Almost 10 years ago, L. Sweeny published an analysis of summary census data that was used to identify 87% of respondents based only on their ZIP code, gender, and date of birth, data that we all think of (and the census treats as) relatively anonymous. At about the same time, I visited a friend at a large consulting firm who demonstrated data mining software that combined data from multiple sources and was able to discover many facts about people, that while not particularly revealing individually, painted a much more complete picture when federated. Now comes the news (thanks Daniel) that a group at MIT was able to make better-than-chance predictions about people’s sexual orientation using Facebook friends as training data. Whereas the census analysis and the data mining tools could be considered academic exercises on datasets to which most people don’t have access, the MIT results have much more immediate and potentially damaging implications.
While the researchers took steps to prevent their specific data from being leaked, by performing this research, they have publicly announced that it is possible to do this kind of analysis. Whether their results can be generalized, and whether their prediction rates are sufficiently accurate is all but irrelevant. What they have done is proclaim, clearly and loudly, that anyone interested in outing gay people has a new tool. Although the techniques are not new, and similar inference approaches have been suggested for other forms of social data (as discussed in the Boston.com article), the fact that this analysis has been done on such widely-available de facto public data means that anyone with modest technical skills (or with the money to hire such a technical person) can repeat it.
Why is this a problem? People may chose to conceal their sexual orientation for a number of reasons, some of which have to do with social stigma involving their families, their communities or their places of work. Giving a tool that those interested in discriminating against gays can use to attempt to discover (or believe to discover) this information is not a socially-responsible act. In fact, it is disturbing that the ethics committee approved this research in the first place.

> [DATASET RECORDS]

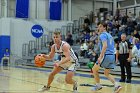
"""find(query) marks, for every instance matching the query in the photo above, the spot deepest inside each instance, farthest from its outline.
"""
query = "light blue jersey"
(110, 42)
(108, 60)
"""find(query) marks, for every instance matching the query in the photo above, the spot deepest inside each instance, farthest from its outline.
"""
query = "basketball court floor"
(23, 79)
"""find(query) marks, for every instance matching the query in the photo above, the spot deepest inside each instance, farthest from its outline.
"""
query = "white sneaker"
(44, 88)
(96, 88)
(117, 89)
(75, 88)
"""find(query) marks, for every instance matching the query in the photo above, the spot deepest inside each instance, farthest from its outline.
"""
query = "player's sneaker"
(44, 88)
(117, 89)
(75, 88)
(95, 88)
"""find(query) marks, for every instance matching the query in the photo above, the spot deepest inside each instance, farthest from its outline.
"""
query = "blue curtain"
(55, 9)
(22, 8)
(4, 43)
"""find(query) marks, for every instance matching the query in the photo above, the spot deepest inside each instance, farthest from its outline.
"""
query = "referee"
(123, 54)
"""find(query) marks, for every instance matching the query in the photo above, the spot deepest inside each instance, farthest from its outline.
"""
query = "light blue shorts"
(108, 61)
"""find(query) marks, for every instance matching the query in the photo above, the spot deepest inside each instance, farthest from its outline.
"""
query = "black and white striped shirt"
(124, 47)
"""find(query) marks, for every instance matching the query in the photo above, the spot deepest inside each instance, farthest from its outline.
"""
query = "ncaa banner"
(22, 8)
(55, 7)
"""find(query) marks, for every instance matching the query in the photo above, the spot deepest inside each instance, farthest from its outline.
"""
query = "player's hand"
(129, 59)
(56, 64)
(117, 61)
(99, 60)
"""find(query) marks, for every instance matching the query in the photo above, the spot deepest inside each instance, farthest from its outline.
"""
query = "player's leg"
(50, 78)
(69, 77)
(95, 70)
(109, 63)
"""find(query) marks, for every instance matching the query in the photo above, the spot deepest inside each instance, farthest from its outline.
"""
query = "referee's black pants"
(125, 64)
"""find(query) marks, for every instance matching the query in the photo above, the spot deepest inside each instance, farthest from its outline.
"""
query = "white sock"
(98, 84)
(116, 84)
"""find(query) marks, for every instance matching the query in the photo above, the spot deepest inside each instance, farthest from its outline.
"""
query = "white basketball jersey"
(60, 51)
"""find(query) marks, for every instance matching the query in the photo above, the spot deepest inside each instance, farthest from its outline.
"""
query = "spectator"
(69, 38)
(6, 57)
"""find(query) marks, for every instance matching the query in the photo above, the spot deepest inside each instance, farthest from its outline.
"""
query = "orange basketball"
(40, 60)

> [WORK INSTRUCTIONS]
A - In the privacy post, which three pieces of data did the census analysis use to identify 87% of respondents?
B - Say whether each statement agrees with the privacy post, and quote the words that decide it.
(i) The MIT group used Facebook friends as training data.
(ii) The MIT researchers released their specific data to the public.
(iii) The author finds it disturbing that an ethics committee approved the research.
C - Extend the privacy post past its final sentence.

> [RESULTS FOR THE EXERCISE]
A - ZIP code, gender, and date of birth.

B -
(i) Yes: "using Facebook friends as training data"
(ii) No: "the researchers took steps to prevent their specific data from being leaked"
(iii) Yes: "it is disturbing that the ethics committee approved this research in the first place"

C -
The best way to keep a secret is not to share it with anyone. Given the utility of social networking applications, however, not using them may not be an option for some people. A challenge to technologists interested in protecting online privacy: can tools be developed that suggest to users that their actions with respect to data sharing on SNSs may cause unintended consequences? Can we build tools that analyze a person’s Facebook page for known vulnerabilities? Is it revealing information that was not meant to be revealed?
The analysis doesn’t have to be (and cannot possibly be) perfect, but some warnings that information you publish about yourself can be used in specific ways by the unscrupulous may cause at least some people to reflect on their decisions. Online privacy (or the lack thereof) is something we as a society have not yet come to grips with, but examples like this remind us that we need to take this issue seriously. Perhaps the MIT students who did this work might consider writing a Facebook App to educate people about potential consequences of their actions.They should do it quickly. How would it look if someone from Harvard beat them to it?